> **WORK TO COMPLETE**: Turn every line of the material below into a numbered list, skipping blank lines and leaving the pictures out.

> **INFORMATION PROVIDED**:
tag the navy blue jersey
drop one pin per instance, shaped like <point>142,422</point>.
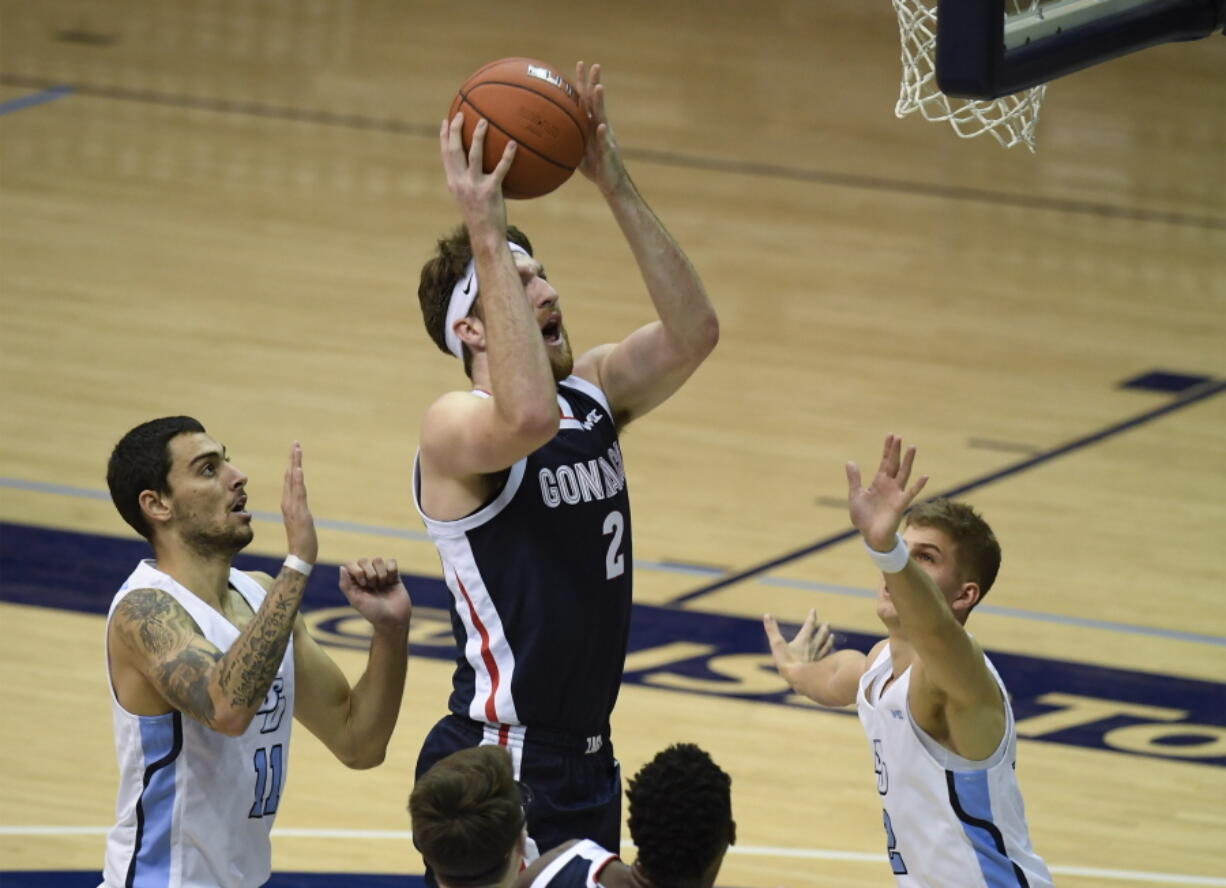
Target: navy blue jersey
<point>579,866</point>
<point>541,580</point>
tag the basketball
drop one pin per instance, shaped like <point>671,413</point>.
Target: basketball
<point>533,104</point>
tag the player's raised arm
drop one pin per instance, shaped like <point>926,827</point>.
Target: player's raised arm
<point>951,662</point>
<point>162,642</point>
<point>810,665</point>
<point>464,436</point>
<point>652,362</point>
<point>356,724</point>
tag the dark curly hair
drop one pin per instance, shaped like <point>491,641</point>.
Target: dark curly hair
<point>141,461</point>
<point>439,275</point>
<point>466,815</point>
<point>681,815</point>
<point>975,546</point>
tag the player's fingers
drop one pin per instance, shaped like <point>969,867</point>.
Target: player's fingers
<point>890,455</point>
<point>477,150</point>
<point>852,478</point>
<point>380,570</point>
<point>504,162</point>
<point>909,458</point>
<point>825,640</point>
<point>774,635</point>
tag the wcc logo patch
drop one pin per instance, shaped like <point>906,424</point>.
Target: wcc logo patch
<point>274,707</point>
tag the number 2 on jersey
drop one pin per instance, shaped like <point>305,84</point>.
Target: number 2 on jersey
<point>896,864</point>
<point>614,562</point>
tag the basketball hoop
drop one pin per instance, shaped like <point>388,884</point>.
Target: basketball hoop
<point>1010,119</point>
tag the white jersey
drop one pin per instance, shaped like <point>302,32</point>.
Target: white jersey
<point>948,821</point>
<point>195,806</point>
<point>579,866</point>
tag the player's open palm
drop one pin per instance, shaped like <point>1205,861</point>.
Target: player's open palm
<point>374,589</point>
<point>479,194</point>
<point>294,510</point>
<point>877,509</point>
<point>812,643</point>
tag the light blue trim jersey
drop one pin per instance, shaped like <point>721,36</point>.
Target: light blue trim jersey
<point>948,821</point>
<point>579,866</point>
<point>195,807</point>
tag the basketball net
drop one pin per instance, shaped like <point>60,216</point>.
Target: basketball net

> **EXPECTED OUTPUT**:
1. tag the navy blue jersey
2. drop one pin per instance, shaped like <point>142,422</point>.
3. Target: navy blue jersey
4. <point>579,866</point>
5. <point>541,580</point>
6. tag the basketball
7. drop one pin per instance, shaped like <point>671,413</point>.
8. Target: basketball
9. <point>533,104</point>
10. tag the player's raised arm
11. drop one pin per instance, shaped like <point>926,827</point>.
12. Target: player's raised arm
13. <point>951,662</point>
14. <point>162,642</point>
15. <point>810,665</point>
16. <point>464,436</point>
17. <point>652,362</point>
18. <point>356,724</point>
19. tag the dark curly hair
20. drop one pin per instance, shaped like <point>491,641</point>.
21. Target: dark curly hair
22. <point>141,461</point>
23. <point>439,275</point>
24. <point>466,815</point>
25. <point>681,815</point>
26. <point>975,546</point>
27. tag the player's fingers
28. drop one pin per instance, shaped like <point>969,867</point>.
29. Target: player's fingers
30. <point>890,455</point>
31. <point>477,150</point>
32. <point>852,478</point>
33. <point>380,570</point>
34. <point>504,162</point>
35. <point>909,458</point>
36. <point>825,640</point>
37. <point>774,635</point>
38. tag the wcc logo patch
39. drop one pin per instance, shaped like <point>906,424</point>.
40. Target: wcc logo patch
41. <point>274,707</point>
42. tag the number 2 on jersey
43. drop one pin per instance, shaped like <point>305,84</point>.
44. Target: number 2 on jersey
45. <point>896,864</point>
46. <point>614,562</point>
47. tag the basketball hoop
48. drop one pin per instance, shaped like <point>388,884</point>.
49. Target: basketball hoop
50. <point>1010,119</point>
51. tag the white jersey
52. drop one pin per instance, shaped like <point>302,32</point>.
53. Target: white jersey
54. <point>948,821</point>
55. <point>195,806</point>
56. <point>579,866</point>
57. tag the player's open palm
58. drop one pin per instance, shaped like <point>1205,861</point>.
59. Target: player's open palm
60. <point>374,589</point>
61. <point>479,194</point>
62. <point>294,510</point>
63. <point>877,509</point>
64. <point>812,643</point>
65. tag the light blue trim jersey
66. drop one pin per instance, shaped like <point>721,36</point>.
67. Target: light blue trim jersey
68. <point>948,821</point>
69. <point>579,866</point>
70. <point>195,807</point>
71. tag the basketball net
72. drop one pin per instance, shaped like <point>60,216</point>.
73. Target: basketball net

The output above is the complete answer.